STATED TASK:
Can you arrange the material below as a JSON list of strings, with one string per line and any blank lines omitted?

EXTRACTED RECORDS:

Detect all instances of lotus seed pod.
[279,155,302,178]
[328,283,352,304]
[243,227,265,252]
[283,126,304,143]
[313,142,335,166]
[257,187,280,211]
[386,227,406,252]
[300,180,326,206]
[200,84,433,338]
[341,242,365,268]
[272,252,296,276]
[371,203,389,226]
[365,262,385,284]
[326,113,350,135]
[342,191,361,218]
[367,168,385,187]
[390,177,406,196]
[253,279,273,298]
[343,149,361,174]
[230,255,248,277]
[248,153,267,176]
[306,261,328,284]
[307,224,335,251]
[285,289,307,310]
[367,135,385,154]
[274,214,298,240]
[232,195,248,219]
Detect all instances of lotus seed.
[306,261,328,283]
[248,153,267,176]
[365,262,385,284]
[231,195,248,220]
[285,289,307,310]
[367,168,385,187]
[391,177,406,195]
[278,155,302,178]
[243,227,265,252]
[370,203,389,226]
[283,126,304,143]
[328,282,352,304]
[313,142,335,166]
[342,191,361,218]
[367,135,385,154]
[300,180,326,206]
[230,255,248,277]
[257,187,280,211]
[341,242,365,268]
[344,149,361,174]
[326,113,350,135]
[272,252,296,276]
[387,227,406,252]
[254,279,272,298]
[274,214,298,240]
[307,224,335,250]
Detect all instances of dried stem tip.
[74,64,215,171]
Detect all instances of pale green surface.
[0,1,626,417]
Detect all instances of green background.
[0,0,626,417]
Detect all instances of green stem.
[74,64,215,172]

SOLUTION FOR THIS EXERCISE:
[
  "Detect all instances of lotus seed pod.",
  "[279,155,302,178]",
  "[328,283,352,304]",
  "[243,227,265,252]",
  "[283,126,304,143]",
  "[313,142,335,166]",
  "[257,187,280,211]",
  "[386,227,406,252]",
  "[300,180,326,206]",
  "[200,84,433,338]",
  "[341,242,365,268]",
  "[272,252,296,276]",
  "[371,203,389,226]",
  "[365,262,385,284]",
  "[326,113,350,135]",
  "[342,191,361,218]",
  "[367,168,385,187]",
  "[390,177,406,196]",
  "[253,279,273,298]",
  "[343,149,361,174]",
  "[230,255,248,277]",
  "[248,153,267,176]",
  "[306,261,328,284]",
  "[307,224,335,251]",
  "[285,289,307,310]",
  "[367,135,385,154]",
  "[274,214,298,240]",
  "[232,195,248,219]",
  "Detect all instances of lotus seed.",
  "[306,261,328,283]",
  "[248,153,267,176]",
  "[365,262,385,284]",
  "[231,195,248,220]",
  "[285,289,307,310]",
  "[367,168,385,187]",
  "[391,177,406,195]",
  "[278,155,302,178]",
  "[243,227,265,252]",
  "[370,203,389,226]",
  "[283,126,304,143]",
  "[328,282,352,304]",
  "[313,142,335,166]",
  "[342,191,361,218]",
  "[367,135,385,154]",
  "[300,180,326,206]",
  "[230,255,248,277]",
  "[257,187,280,211]",
  "[341,242,365,268]",
  "[344,149,361,174]",
  "[326,113,350,135]",
  "[272,252,296,276]",
  "[387,227,406,252]",
  "[254,279,272,298]",
  "[274,214,298,240]",
  "[307,224,335,250]",
  "Detect all instances of dried stem tip.",
  "[74,64,215,171]",
  "Detect all instances of pale green surface.",
  "[0,1,626,417]",
  "Detect all instances of green background.",
  "[0,0,626,417]",
  "Detect all instances of green stem.",
  "[74,64,215,172]"
]